ENTRIES PROVIDED =>
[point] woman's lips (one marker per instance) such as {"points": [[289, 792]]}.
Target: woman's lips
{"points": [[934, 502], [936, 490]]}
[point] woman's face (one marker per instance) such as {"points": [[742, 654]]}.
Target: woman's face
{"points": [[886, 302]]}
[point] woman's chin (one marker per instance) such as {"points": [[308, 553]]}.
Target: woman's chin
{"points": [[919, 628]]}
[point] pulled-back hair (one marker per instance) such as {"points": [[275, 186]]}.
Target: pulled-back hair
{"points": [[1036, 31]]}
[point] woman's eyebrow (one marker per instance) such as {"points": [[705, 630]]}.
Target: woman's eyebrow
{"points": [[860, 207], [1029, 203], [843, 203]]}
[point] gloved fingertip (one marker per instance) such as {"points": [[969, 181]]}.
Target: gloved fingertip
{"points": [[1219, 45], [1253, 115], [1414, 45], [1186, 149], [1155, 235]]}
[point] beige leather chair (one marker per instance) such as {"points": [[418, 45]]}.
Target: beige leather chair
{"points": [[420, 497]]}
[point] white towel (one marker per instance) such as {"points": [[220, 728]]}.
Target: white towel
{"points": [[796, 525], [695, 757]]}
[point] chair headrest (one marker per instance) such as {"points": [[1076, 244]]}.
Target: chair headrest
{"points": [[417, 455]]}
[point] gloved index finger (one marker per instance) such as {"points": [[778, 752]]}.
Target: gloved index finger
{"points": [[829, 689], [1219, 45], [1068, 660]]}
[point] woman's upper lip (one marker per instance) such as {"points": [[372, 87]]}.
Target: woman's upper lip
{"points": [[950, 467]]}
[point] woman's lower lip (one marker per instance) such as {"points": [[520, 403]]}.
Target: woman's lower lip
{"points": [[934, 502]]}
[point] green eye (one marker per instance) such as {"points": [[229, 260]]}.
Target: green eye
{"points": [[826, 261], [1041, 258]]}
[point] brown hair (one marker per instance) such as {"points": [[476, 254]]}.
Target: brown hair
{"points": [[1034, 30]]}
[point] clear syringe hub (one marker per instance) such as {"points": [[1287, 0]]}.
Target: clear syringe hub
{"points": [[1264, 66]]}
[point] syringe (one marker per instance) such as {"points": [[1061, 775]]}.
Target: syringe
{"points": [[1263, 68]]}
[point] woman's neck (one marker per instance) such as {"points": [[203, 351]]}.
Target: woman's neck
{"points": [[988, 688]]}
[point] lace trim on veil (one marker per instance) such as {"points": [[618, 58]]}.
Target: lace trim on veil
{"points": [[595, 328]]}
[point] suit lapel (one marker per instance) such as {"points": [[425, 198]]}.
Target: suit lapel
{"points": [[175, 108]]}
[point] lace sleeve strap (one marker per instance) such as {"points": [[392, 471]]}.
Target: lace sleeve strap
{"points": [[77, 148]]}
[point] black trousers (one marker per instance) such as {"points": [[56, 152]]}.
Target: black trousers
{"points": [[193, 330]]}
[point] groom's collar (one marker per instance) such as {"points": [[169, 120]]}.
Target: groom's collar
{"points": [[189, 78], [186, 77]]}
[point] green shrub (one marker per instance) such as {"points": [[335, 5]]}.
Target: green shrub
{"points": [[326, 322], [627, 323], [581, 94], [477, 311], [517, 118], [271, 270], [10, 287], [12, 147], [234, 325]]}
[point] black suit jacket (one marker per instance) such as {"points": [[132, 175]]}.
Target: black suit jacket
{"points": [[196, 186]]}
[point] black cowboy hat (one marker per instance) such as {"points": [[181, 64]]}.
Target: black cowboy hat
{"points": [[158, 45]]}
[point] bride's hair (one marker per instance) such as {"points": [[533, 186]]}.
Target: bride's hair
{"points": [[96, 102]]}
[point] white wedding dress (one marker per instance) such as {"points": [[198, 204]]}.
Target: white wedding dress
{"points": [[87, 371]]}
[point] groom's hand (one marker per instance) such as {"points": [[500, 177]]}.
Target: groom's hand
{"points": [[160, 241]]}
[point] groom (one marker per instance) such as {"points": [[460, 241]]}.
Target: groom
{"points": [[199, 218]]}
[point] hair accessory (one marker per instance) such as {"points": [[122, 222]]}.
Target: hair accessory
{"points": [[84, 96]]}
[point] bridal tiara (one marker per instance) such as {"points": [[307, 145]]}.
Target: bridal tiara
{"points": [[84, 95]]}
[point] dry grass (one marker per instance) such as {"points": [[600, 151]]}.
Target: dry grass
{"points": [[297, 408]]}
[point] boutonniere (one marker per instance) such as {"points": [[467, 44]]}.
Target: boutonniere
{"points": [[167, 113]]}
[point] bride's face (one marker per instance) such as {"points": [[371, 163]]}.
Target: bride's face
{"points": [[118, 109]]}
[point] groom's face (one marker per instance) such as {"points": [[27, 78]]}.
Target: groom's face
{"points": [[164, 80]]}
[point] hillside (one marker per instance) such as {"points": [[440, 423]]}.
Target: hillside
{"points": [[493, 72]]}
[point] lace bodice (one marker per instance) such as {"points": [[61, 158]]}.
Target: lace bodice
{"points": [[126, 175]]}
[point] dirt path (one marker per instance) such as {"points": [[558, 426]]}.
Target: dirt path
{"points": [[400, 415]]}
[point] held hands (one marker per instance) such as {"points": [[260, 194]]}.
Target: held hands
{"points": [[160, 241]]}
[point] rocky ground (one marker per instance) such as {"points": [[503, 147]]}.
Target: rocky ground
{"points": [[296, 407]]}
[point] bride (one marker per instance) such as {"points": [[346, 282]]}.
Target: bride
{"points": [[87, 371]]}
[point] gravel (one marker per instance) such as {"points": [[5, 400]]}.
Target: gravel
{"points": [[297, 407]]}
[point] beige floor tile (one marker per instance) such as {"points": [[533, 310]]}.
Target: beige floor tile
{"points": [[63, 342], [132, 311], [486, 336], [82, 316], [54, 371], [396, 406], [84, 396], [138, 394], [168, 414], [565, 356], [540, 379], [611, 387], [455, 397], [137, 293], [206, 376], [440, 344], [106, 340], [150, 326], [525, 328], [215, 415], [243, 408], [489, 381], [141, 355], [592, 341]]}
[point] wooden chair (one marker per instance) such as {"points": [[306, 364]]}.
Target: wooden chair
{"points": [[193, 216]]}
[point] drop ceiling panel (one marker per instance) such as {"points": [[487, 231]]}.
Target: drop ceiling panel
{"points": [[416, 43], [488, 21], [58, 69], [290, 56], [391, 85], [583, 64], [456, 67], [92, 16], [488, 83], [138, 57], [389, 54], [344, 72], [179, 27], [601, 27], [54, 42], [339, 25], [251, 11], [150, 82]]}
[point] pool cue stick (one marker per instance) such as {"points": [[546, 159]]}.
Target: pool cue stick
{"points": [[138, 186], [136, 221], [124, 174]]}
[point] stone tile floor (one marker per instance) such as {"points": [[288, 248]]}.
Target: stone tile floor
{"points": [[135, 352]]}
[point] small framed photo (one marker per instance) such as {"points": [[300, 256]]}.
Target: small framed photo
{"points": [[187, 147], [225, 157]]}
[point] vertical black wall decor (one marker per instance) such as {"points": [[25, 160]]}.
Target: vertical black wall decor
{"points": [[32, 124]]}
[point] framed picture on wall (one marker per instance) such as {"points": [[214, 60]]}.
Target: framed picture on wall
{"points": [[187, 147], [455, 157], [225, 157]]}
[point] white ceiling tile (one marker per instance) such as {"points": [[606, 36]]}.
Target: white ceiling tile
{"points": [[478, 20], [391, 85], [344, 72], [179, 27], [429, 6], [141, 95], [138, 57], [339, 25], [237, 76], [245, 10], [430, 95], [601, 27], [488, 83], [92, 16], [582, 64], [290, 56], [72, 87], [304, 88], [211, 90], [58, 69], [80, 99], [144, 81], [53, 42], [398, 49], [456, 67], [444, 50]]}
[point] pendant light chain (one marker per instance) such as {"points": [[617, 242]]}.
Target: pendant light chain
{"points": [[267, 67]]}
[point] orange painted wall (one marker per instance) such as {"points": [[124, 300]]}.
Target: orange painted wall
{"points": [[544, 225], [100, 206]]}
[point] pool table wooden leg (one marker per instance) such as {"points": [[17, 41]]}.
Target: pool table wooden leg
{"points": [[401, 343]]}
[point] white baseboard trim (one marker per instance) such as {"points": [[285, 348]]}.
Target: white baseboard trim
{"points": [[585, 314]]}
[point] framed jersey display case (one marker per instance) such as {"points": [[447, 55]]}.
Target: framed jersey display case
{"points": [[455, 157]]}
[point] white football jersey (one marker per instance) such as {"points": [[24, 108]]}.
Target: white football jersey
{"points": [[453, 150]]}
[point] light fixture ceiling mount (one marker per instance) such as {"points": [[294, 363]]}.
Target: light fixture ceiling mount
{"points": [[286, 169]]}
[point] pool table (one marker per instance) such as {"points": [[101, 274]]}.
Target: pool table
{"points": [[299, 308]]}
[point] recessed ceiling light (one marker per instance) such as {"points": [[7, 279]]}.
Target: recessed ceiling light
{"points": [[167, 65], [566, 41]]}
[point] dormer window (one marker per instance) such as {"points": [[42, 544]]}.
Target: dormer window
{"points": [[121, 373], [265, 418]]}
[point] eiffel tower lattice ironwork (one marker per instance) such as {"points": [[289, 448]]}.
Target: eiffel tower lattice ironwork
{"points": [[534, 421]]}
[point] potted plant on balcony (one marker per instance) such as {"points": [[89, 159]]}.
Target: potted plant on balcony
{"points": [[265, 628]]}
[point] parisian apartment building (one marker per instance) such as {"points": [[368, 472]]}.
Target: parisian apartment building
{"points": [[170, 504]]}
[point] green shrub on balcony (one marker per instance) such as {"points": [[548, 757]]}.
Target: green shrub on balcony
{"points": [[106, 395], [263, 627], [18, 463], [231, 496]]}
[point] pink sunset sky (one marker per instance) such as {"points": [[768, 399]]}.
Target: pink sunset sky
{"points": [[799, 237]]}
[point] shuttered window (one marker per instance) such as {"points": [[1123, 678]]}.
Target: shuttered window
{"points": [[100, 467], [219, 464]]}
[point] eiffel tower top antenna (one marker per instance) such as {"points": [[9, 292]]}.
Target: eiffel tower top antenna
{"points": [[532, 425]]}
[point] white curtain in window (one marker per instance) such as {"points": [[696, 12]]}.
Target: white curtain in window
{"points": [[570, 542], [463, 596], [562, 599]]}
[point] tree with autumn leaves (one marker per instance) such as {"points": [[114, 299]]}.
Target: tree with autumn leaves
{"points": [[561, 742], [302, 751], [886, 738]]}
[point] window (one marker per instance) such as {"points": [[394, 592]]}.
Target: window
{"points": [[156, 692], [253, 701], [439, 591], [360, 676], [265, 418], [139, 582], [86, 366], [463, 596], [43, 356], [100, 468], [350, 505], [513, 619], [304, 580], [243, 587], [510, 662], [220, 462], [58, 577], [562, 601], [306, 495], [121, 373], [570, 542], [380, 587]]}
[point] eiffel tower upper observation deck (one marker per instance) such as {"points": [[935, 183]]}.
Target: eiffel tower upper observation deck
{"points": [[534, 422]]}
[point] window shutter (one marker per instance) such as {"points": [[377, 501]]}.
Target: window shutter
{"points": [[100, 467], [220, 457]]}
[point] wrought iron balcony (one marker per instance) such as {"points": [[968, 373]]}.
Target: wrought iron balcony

WHAT NEEDS TO BE DONE =>
Reproduce the lines of the entries above exactly, but only from the line containing "[point] green shrub on" through the final line.

TASK ANSWER =>
[point] green shrub on balcony (one marker per instance) such as {"points": [[548, 757]]}.
Target: green shrub on balcony
{"points": [[106, 395], [263, 627], [18, 463], [231, 496]]}
[point] pink sunset sky (one marker per instance) such as {"points": [[768, 399]]}.
Target: pink sunset sky
{"points": [[799, 237]]}
[point] shuttered window (one marker per instance) such as {"points": [[1123, 678]]}.
Target: shuttered window
{"points": [[100, 467], [219, 464]]}
[point] eiffel tower top antenna (one marker per instance) such as {"points": [[9, 292]]}.
Target: eiffel tower top antenna
{"points": [[532, 425]]}
[point] white curtain in window (one marker per instance) such as {"points": [[696, 12]]}.
Target: white curtain in window
{"points": [[570, 542], [463, 596], [562, 599]]}
[point] tree with autumn leaves (one marker per instance) such as {"points": [[114, 299]]}.
Target: tree with autumn leaves
{"points": [[561, 742], [302, 751], [886, 738]]}
[point] window (one marker per instance) such as {"points": [[394, 592]]}.
Target: window
{"points": [[156, 692], [253, 701], [439, 591], [360, 676], [265, 418], [139, 582], [86, 366], [463, 596], [43, 356], [100, 468], [350, 505], [513, 619], [304, 580], [243, 587], [510, 662], [220, 462], [58, 577], [562, 601], [306, 495], [121, 373], [570, 542], [380, 587]]}
[point] eiffel tower upper observation deck (one marker per instance) such as {"points": [[935, 183]]}.
Target: eiffel tower upper observation deck
{"points": [[534, 422]]}
[point] window shutter (one marker per instance) such as {"points": [[377, 501]]}.
Target: window shutter
{"points": [[100, 467], [220, 457]]}
[point] wrought iron balcony (one marker per instance) such as {"points": [[968, 373]]}.
Target: wrought iron balcony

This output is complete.